- _STATED TASK_: Give the data again, word for word.
——————————
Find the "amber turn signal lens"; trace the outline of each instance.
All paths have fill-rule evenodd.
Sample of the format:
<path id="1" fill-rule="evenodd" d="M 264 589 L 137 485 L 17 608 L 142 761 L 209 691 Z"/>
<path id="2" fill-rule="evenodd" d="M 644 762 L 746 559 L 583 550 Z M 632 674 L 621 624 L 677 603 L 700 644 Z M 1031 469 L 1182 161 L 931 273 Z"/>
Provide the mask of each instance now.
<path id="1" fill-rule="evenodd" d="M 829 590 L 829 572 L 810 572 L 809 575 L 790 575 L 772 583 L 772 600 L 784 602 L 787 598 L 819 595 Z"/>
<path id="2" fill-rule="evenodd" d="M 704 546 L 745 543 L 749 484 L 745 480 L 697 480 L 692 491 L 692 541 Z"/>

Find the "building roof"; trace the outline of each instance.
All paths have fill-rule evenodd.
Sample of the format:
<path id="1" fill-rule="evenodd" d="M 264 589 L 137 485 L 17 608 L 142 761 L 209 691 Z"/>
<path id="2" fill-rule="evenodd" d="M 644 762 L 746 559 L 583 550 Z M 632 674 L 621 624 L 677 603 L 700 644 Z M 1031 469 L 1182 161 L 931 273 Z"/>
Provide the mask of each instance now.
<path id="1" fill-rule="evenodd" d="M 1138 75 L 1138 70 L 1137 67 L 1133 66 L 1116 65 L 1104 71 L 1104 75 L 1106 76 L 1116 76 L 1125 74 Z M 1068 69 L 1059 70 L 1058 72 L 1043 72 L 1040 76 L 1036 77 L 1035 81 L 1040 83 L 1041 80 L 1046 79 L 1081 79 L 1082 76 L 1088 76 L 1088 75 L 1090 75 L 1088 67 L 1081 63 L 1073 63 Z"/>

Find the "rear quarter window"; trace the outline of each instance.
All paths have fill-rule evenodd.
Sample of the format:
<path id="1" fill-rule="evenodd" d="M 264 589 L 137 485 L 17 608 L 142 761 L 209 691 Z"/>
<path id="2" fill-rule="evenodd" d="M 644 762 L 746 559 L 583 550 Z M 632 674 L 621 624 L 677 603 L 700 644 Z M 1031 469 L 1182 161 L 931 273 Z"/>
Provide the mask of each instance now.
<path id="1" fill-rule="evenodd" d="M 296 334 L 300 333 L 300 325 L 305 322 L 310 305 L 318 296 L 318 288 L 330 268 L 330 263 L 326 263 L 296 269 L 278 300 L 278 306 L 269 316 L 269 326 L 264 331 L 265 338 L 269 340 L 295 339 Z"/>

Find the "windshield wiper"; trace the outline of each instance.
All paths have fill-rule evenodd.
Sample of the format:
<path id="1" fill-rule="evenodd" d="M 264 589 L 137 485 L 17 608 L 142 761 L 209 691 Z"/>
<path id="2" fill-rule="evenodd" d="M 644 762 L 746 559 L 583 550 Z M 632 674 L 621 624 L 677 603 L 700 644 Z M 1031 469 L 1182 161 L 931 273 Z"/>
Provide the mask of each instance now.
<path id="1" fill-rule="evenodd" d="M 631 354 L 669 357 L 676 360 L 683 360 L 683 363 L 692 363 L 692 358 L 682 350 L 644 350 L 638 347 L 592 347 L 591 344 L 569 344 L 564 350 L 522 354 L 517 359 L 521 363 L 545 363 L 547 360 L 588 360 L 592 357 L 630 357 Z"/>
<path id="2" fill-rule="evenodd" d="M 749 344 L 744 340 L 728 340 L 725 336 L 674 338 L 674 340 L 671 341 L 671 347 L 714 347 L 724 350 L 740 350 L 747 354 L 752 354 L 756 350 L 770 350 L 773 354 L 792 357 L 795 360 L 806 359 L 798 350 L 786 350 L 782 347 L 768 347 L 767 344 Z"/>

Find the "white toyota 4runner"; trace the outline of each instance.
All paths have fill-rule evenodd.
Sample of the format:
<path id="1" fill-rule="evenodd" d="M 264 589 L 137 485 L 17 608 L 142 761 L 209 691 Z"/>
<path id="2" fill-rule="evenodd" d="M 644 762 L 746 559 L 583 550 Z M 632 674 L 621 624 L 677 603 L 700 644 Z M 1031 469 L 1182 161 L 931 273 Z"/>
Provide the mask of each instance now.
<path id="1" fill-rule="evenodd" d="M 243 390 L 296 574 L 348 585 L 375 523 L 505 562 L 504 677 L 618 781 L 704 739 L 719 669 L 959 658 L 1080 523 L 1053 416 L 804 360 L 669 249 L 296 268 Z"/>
——————————
- _COMPLETE ANSWER_:
Find the "amber turn signal lens"; trace the outline of each instance.
All paths have fill-rule evenodd.
Sample of the format:
<path id="1" fill-rule="evenodd" d="M 264 589 L 137 485 L 17 608 L 142 761 L 209 691 Z"/>
<path id="2" fill-rule="evenodd" d="M 644 762 L 746 559 L 583 550 Z M 632 674 L 621 624 L 677 603 L 700 644 Z M 1031 469 L 1182 161 L 931 273 Z"/>
Provide the mask of each instance now.
<path id="1" fill-rule="evenodd" d="M 829 590 L 829 572 L 810 572 L 809 575 L 790 575 L 772 583 L 772 600 L 784 602 L 787 598 L 819 595 Z"/>
<path id="2" fill-rule="evenodd" d="M 704 546 L 745 543 L 749 484 L 745 480 L 697 480 L 692 491 L 692 541 Z"/>

Find the "building roof"; trace the outline of each instance.
All paths have fill-rule evenodd.
Sample of the format:
<path id="1" fill-rule="evenodd" d="M 264 589 L 137 485 L 17 608 L 142 761 L 209 691 Z"/>
<path id="2" fill-rule="evenodd" d="M 644 762 L 746 559 L 583 550 Z M 632 674 L 621 624 L 677 603 L 700 644 Z M 1031 469 L 1182 161 L 931 273 Z"/>
Provide the mask of each instance now.
<path id="1" fill-rule="evenodd" d="M 1138 75 L 1138 70 L 1137 67 L 1133 66 L 1116 65 L 1104 71 L 1104 75 L 1106 76 L 1116 76 L 1125 74 Z M 1068 69 L 1059 70 L 1058 72 L 1043 72 L 1040 76 L 1036 77 L 1035 81 L 1040 83 L 1041 80 L 1046 79 L 1081 79 L 1082 76 L 1088 76 L 1088 75 L 1090 75 L 1088 67 L 1081 63 L 1073 63 Z"/>

Find the "rear quarter window"; trace the outline of each instance.
All paths have fill-rule evenodd.
Sample of the format:
<path id="1" fill-rule="evenodd" d="M 264 589 L 137 485 L 17 608 L 142 761 L 209 691 Z"/>
<path id="2" fill-rule="evenodd" d="M 644 762 L 746 559 L 583 550 Z M 632 674 L 621 624 L 677 603 L 700 644 Z M 1031 469 L 1182 161 L 931 273 Z"/>
Provide the mask of each instance now.
<path id="1" fill-rule="evenodd" d="M 296 334 L 300 333 L 300 325 L 305 322 L 310 305 L 318 296 L 318 288 L 330 268 L 330 263 L 326 263 L 296 269 L 278 300 L 278 306 L 269 316 L 269 326 L 264 331 L 265 338 L 269 340 L 295 339 Z"/>

Find the "windshield wiper"; trace the outline of each instance.
All paths have fill-rule evenodd.
Sample of the format:
<path id="1" fill-rule="evenodd" d="M 264 589 L 137 485 L 17 608 L 142 761 L 209 691 Z"/>
<path id="2" fill-rule="evenodd" d="M 644 762 L 746 559 L 583 550 Z M 632 674 L 621 624 L 677 603 L 700 644 Z M 1031 469 L 1182 161 L 931 273 Z"/>
Provide the mask of each instance now.
<path id="1" fill-rule="evenodd" d="M 631 354 L 669 357 L 676 360 L 683 360 L 683 363 L 692 363 L 692 358 L 682 350 L 644 350 L 638 347 L 592 347 L 591 344 L 569 344 L 564 350 L 522 354 L 517 359 L 521 363 L 545 363 L 547 360 L 588 360 L 592 357 L 630 357 Z"/>
<path id="2" fill-rule="evenodd" d="M 749 344 L 744 340 L 728 340 L 725 336 L 674 338 L 674 340 L 671 341 L 671 347 L 714 347 L 724 350 L 740 350 L 747 354 L 752 354 L 756 350 L 770 350 L 773 354 L 792 357 L 795 360 L 806 359 L 798 350 L 786 350 L 782 347 L 768 347 L 767 344 Z"/>

Find the "white toyota 4runner"; trace the outline of each instance.
All paths have fill-rule evenodd.
Sample of the format:
<path id="1" fill-rule="evenodd" d="M 264 589 L 137 485 L 17 608 L 142 761 L 209 691 Z"/>
<path id="2" fill-rule="evenodd" d="M 644 762 L 746 559 L 583 550 Z M 632 674 L 621 624 L 677 603 L 700 644 Z M 1031 469 L 1182 161 L 931 273 Z"/>
Provide the mask of each instance now.
<path id="1" fill-rule="evenodd" d="M 243 390 L 296 574 L 348 585 L 375 523 L 505 562 L 504 677 L 618 781 L 704 739 L 719 669 L 959 658 L 1080 523 L 1053 416 L 804 360 L 669 249 L 296 268 Z"/>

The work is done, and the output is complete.